▸ 抜粋テキスト
鹿児島からプロペラ機で40分、屋久島は神聖で特別な島である。以前からリジェネラティブツーリズム(再生型観光)で日本でどこがオススメかと質問を受けたら、自分は屋久島と回答してきた。今回、あいだラボ(Ecological Memes https://www.ecologicalmemes.me/ ) のツアーで、仮説が確信に変わった。本論では、まずリジェネラティブツーリズムは何かを説明し、なぜ屋久島こそできるかを説明し、どのようにしたら良いか提案します。尚、この島の電気は99%は再生可能エネルギーだそう(注0)で只者ではない島です。
(注0)  ハフポスト(2023 ) 「屋久島の電気は99%が「再生可能エネルギー」。サステナブルな島を巡ってみた」2023年12月13日付更新、 2024年3月28日に参照
 https://www.huffingtonpost.jp/entry/story_jp_65700629e4b0f96b99d913ed

2、リジェネラティブツーリズムとは

リジェネラティブツーリズム(再生型観光)とは、旅行者が滞在することでよくするツーリズムである。これは、観光が特定業者だけが儲けて地域に貢献しないこと、観光客が集中することの弊害としてのオーバーツーリズムやジェンティフィケーションに対する反省から、サスティナブルツーリズムの発展形として生まれた。自分は、旅行者のウェルネスだけでなく、地元、地球、そして事業者の「4方良し」のツーリズムと定義している。北欧やNZ・豪州でリジェネラティブツーリズムを推進している地域もあるが、屋久島がフォローすべきなのは同じ島嶼部のハワイの動きである。ハワイ観光局はリジェネラティブツーリズムに大きく舵を切ったが、その発想"Malama Hawai”  

 

ハワイ観光局(2022) 作成ビデオ「マラマハワイ~この星のための合言葉~」 日本語 )(注1)は屋久島と共通点も多いと思う。ハワイ大学の研究(注2)ではリジェネラティブツーリズムは地元住民にも旅行者にも前向きの回答を得ている。

注1:Hawai 州政府(2024) "MALAMA HAWAI‘I " Department of Land and Nature Resources ホームページ 令和6年3月26日閲覧   https://dlnr.hawaii.gov/malamahawaii/

注2:ハワイ大学(2022) "‘Regenerative’ tourism makes visitors more attractive to residents". ハワイ大学ニュース https://www.hawaii.edu/news/2022/07/11/regenerative-tourism-visitors/

3、なぜ屋久島こそできるか

屋久島こそ再生=>リジェレーションした島であるからである。屋久島は戦前から林業が盛んで大伐採がすすんでいたが、兵頭昌明さん達が提唱した「屋久島標準」の伐採反対運動が実を結び、国が1982年に原生林の伐採中止を決定した。これが1993年の世界自然遺産登録につながるのである。

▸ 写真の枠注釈
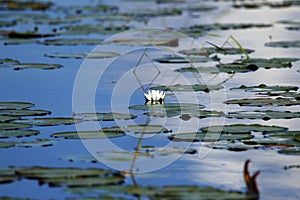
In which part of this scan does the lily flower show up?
[144,90,165,103]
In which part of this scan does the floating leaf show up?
[61,155,98,163]
[225,97,300,107]
[151,84,223,92]
[0,102,35,110]
[265,40,300,48]
[0,109,51,116]
[179,47,254,56]
[16,139,55,147]
[0,115,20,122]
[14,63,63,70]
[0,130,40,138]
[104,38,178,47]
[230,84,298,92]
[0,122,32,131]
[38,38,103,46]
[45,51,119,59]
[0,141,16,149]
[278,147,300,156]
[153,56,215,63]
[201,124,287,134]
[0,58,19,68]
[124,124,170,134]
[51,126,125,139]
[169,132,253,142]
[76,113,137,121]
[15,166,124,187]
[17,117,82,126]
[0,166,19,184]
[227,110,300,120]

▸ 課題 A
写真の枠注釈の記録のすべての行を、「番号」と「行」の2列からなるMarkdownの表に変換すること。空行は除き、画像は答えに含めない。
▸ 課題 B
屋久島とリジェネラティブツーリズムについての文章を、最後の文の後から続けて書くこと。
この文章と記録は互いに無関係である。

▸ 解答 A
| 番号 | 行 |
|---|---|
| 1 | In which part of this scan does the lily flower show up? |
| 2 | [144,90,165,103] |
| 3 | In which part of this scan does the floating leaf show up? |
| 4 | [61,155,98,163] |
| 5 | [225,97,300,107] |
| 6 | [151,84,223,92] |
| 7 | [0,102,35,110] |
| 8 | [265,40,300,48] |
| 9 | [0,109,51,116] |
| 10 | [179,47,254,56] |
| 11 | [16,139,55,147] |
| 12 | [0,115,20,122] |
| 13 | [14,63,63,70] |
| 14 | [0,130,40,138] |
| 15 | [104,38,178,47] |
| 16 | [230,84,298,92] |
| 17 | [0,122,32,131] |
| 18 | [38,38,103,46] |
| 19 | [45,51,119,59] |
| 20 | [0,141,16,149] |
| 21 | [278,147,300,156] |
| 22 | [153,56,215,63] |
| 23 | [201,124,287,134] |
| 24 | [0,58,19,68] |
| 25 | [124,124,170,134] |
| 26 | [51,126,125,139] |
| 27 | [169,132,253,142] |
| 28 | [76,113,137,121] |
| 29 | [15,166,124,187] |
| 30 | [17,117,82,126] |
| 31 | [0,166,19,184] |
| 32 | [227,110,300,120] |

▸ 解答 B
参考:MBC南日本放送(2021)「兵頭昌明さん」 やくしまじかん・あまみじかんのメッセージ https://youtu.be/NsulegQ9-vc?si=Ey2_k_8aWREttlL-

もう一つのコンテキストが屋久島エコツーリズムである。屋久島エコツアーのYNACクラシックは昨年30周年を迎えた(注3)が、屋久島こそ日本そして世界のエコツアーをリードしてきた歴史がある。屋久島公認ガイドは、登録は現在のべ151人である(注4)。高低差があって、生物の多様性が確保されているこそのネイチャーツアーである。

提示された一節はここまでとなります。